DATA SHOWN:

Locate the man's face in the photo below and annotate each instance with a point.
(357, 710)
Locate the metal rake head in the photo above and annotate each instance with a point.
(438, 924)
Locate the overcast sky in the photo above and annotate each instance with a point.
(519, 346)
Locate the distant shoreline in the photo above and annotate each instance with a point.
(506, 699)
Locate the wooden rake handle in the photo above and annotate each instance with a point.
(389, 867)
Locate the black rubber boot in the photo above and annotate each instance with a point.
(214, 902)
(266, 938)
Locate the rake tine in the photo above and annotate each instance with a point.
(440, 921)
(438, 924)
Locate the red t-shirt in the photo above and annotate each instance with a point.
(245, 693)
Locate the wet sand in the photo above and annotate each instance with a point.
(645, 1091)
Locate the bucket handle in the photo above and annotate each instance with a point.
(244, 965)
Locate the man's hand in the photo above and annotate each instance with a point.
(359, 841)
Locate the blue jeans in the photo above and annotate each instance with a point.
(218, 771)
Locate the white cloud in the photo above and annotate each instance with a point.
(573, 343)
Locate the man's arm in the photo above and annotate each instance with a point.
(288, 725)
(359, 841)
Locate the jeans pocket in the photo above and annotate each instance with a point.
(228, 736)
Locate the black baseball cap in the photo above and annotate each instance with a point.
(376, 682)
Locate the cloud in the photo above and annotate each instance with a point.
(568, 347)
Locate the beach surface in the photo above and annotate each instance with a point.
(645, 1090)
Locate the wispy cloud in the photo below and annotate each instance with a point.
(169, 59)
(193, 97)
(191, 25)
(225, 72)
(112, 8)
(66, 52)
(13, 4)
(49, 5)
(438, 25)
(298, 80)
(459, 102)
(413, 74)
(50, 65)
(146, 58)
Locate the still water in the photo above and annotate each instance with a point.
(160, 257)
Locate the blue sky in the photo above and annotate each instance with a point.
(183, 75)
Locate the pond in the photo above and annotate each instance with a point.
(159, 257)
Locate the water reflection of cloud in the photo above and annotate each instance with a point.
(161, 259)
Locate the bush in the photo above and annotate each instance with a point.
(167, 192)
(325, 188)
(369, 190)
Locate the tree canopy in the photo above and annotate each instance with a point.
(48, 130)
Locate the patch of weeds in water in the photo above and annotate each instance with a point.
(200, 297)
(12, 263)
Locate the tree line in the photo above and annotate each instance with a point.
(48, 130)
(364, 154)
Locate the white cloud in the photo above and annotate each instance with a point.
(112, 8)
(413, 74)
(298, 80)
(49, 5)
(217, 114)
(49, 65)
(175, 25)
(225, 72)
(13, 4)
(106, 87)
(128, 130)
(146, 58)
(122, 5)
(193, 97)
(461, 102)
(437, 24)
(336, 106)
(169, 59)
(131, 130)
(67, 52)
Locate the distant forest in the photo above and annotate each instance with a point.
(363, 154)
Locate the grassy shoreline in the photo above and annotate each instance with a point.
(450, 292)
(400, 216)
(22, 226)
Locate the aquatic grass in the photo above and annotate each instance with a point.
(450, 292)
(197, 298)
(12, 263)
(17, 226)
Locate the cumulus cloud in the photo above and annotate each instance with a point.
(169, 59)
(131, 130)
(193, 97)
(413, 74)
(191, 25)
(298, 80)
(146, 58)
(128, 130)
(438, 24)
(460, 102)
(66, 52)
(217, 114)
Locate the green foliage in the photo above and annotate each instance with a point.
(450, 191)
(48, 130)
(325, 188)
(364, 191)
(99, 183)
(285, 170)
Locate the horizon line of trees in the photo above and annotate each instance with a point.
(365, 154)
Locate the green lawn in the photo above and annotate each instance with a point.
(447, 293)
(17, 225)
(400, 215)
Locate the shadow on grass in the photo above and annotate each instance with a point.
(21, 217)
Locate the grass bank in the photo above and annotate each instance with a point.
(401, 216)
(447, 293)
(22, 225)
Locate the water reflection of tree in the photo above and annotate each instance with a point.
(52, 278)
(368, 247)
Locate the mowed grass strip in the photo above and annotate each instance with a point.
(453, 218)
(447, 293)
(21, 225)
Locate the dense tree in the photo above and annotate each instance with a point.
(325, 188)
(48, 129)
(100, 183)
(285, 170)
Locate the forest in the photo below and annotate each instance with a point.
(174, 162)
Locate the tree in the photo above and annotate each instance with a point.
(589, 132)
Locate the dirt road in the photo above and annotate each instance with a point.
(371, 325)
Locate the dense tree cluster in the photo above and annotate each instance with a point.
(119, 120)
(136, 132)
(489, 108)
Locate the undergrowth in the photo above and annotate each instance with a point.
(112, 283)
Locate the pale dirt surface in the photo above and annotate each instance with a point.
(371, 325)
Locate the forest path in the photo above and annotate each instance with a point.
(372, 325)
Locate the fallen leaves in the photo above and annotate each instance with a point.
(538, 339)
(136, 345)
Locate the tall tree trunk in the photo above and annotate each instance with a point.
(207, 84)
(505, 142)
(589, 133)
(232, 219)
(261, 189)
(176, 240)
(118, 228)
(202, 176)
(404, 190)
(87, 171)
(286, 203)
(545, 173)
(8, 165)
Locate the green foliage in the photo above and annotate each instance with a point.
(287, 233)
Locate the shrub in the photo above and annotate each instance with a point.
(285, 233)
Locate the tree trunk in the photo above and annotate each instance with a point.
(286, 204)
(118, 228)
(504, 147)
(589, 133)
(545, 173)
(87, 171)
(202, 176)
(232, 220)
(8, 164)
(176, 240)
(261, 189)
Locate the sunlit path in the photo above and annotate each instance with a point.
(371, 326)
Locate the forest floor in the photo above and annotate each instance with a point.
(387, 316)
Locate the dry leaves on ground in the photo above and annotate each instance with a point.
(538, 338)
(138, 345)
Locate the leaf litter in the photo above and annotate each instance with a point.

EXERCISE GOAL: Reproduce all of the records above word for word, with nothing changed, added, or left out.

OUTPUT FOR THIS TASK:
Locate the man's face in the photo below and annotate each instance with a point.
(357, 710)
Locate the metal rake head in the photo above and annotate each instance with a point.
(438, 924)
Locate the overcast sky in the photo above and annotate each instance with a point.
(519, 346)
Locate the distant shoreline in the photo above and annotate each instance with a point.
(506, 699)
Locate the wooden rake handle in the photo above and annotate each instance with a point.
(389, 867)
Locate the black rubber boot in the photo above and annotate each instance with a point.
(214, 902)
(266, 938)
Locate the rake tine in the photo above and annotate each instance with a point.
(440, 921)
(438, 924)
Locate the red t-shirt in the photo above and annotate each instance with a point.
(245, 693)
Locate the wet sand in the photo above and annotate each instance with a point.
(645, 1091)
Locate the bucket handle in the photo above and annotate each instance with a point.
(244, 965)
Locate the man's hand in the photo above and annotate each instance with a point.
(359, 841)
Locate the blue jeans in the photo above and annotate each instance with a point.
(218, 771)
Locate the white cloud in the photo above and annotate each instance with a point.
(573, 343)
Locate the man's arm in the photo above and annotate each instance with a point.
(288, 725)
(359, 841)
Locate the jeans pocket in the photo above and annotate each instance with a point.
(228, 736)
Locate the black baseball cap in the photo above and annotate each instance with a point.
(376, 682)
Locate the cloud in the photo above and annotate each instance with a point.
(568, 347)
Locate the beach surface in the photo above and annotate each instance with a point.
(645, 1090)
Locate the wispy cloud in the photo below and annotate each instance with a point.
(169, 59)
(193, 97)
(191, 25)
(225, 72)
(112, 8)
(66, 52)
(13, 4)
(49, 5)
(438, 25)
(298, 80)
(459, 102)
(413, 74)
(50, 65)
(146, 58)
Locate the still water in the photo above and annotate each instance with a point.
(160, 257)
Locate the blue sky in the photo above and annotate each instance with a point.
(183, 75)
Locate the pond in the photo above and annotate each instance with a point.
(159, 257)
Locate the water reflection of cloud in the photo above and annotate each instance with a point.
(161, 259)
Locate the bush in the photo above and annotate each instance with a point.
(167, 192)
(325, 188)
(369, 190)
Locate the tree canopy in the photo above and annotate each instance with a point.
(48, 130)
Locate the patch of weeds in water in the photo above and annotate each instance with a point.
(200, 297)
(12, 263)
Locate the tree line in the photo above and annotate each instance with a point.
(48, 130)
(364, 154)
Locate the white cloud in the photo above and annotate each instance with a point.
(112, 8)
(413, 74)
(298, 80)
(49, 5)
(217, 114)
(49, 65)
(175, 25)
(225, 72)
(13, 4)
(106, 87)
(128, 130)
(146, 58)
(122, 5)
(193, 97)
(461, 102)
(437, 24)
(336, 106)
(169, 59)
(131, 130)
(67, 52)
Locate the distant forest in the photo above and annotate each instance with a point.
(363, 154)
Locate the grassy shoreline in the photo above and annotate each instance with a point.
(450, 292)
(400, 216)
(22, 226)
Locate the aquatic grass in the photo above and annotate each instance with a point.
(450, 292)
(197, 298)
(12, 263)
(17, 226)
Locate the cumulus cloud in the photo above and annotate each instance with a point.
(169, 59)
(131, 130)
(193, 97)
(413, 74)
(191, 25)
(298, 80)
(146, 58)
(128, 130)
(438, 24)
(460, 102)
(66, 52)
(217, 114)
Locate the green foliage in the photo above and annotate each instance with a point.
(450, 191)
(48, 130)
(325, 188)
(364, 191)
(99, 183)
(285, 170)
Locate the horizon line of trees in the photo above and annotate each instance with a point.
(365, 154)
Locate the green lawn in the photo above and annotate each instance with a point.
(447, 293)
(17, 225)
(400, 215)
Locate the shadow on grass in the photo above and annotate each instance with a point.
(21, 217)
Locate the grass bank in the photo above and annotate each instance with a point.
(401, 216)
(447, 293)
(22, 225)
Locate the water reflection of tree in the photo above and annotate each instance with a point.
(52, 278)
(368, 247)
Locate the mowed grass strip in the photo above and annotate each instance with a point.
(453, 218)
(447, 293)
(21, 225)
Locate the dense tree in the photo above and annotate each instance with a point.
(325, 188)
(48, 129)
(100, 183)
(285, 170)
Locate the forest in the photo below and annotate each instance with a point.
(174, 162)
Locate the tree in the photo above and annotate each instance with a point.
(589, 132)
Locate the dirt road in the photo above and annotate each instance with a point.
(371, 325)
Locate the dense tree cluster in the photo above and annotate each instance with a point.
(119, 120)
(136, 132)
(489, 108)
Locate the undergrowth in the photo above and annotate each instance with a point.
(112, 283)
Locate the pale dirt surface in the photo above and annotate each instance with a point.
(371, 325)
Locate the forest path in the photo above and annotate each instance with a point.
(372, 325)
Locate the fallen leaves in the photo above and annotate each instance with a point.
(538, 339)
(136, 345)
Locate the tall tree trunk in the photo above and annotate each instance with a point.
(207, 84)
(505, 142)
(589, 133)
(232, 219)
(261, 189)
(176, 240)
(118, 228)
(202, 176)
(404, 190)
(87, 171)
(286, 203)
(545, 173)
(8, 165)
Locate the green foliage in the photo above and annotate each instance with a point.
(287, 233)
Locate the shrub in the photo above and annotate each instance with a point.
(285, 233)
Locate the tree trunk in the photo above and annotate each instance with a point.
(286, 204)
(118, 228)
(504, 147)
(589, 133)
(545, 173)
(87, 171)
(202, 176)
(232, 220)
(8, 164)
(176, 240)
(261, 189)
Locate the sunlit path in the photo above and annotate each instance with a point.
(371, 326)
Locate the forest floor in the photo above and annotate each instance with a point.
(387, 316)
Locate the dry leaves on ground in the photo above and annotate each instance with a point.
(538, 338)
(138, 345)
Locate the leaf litter in the photo above and annotate each instance with a point.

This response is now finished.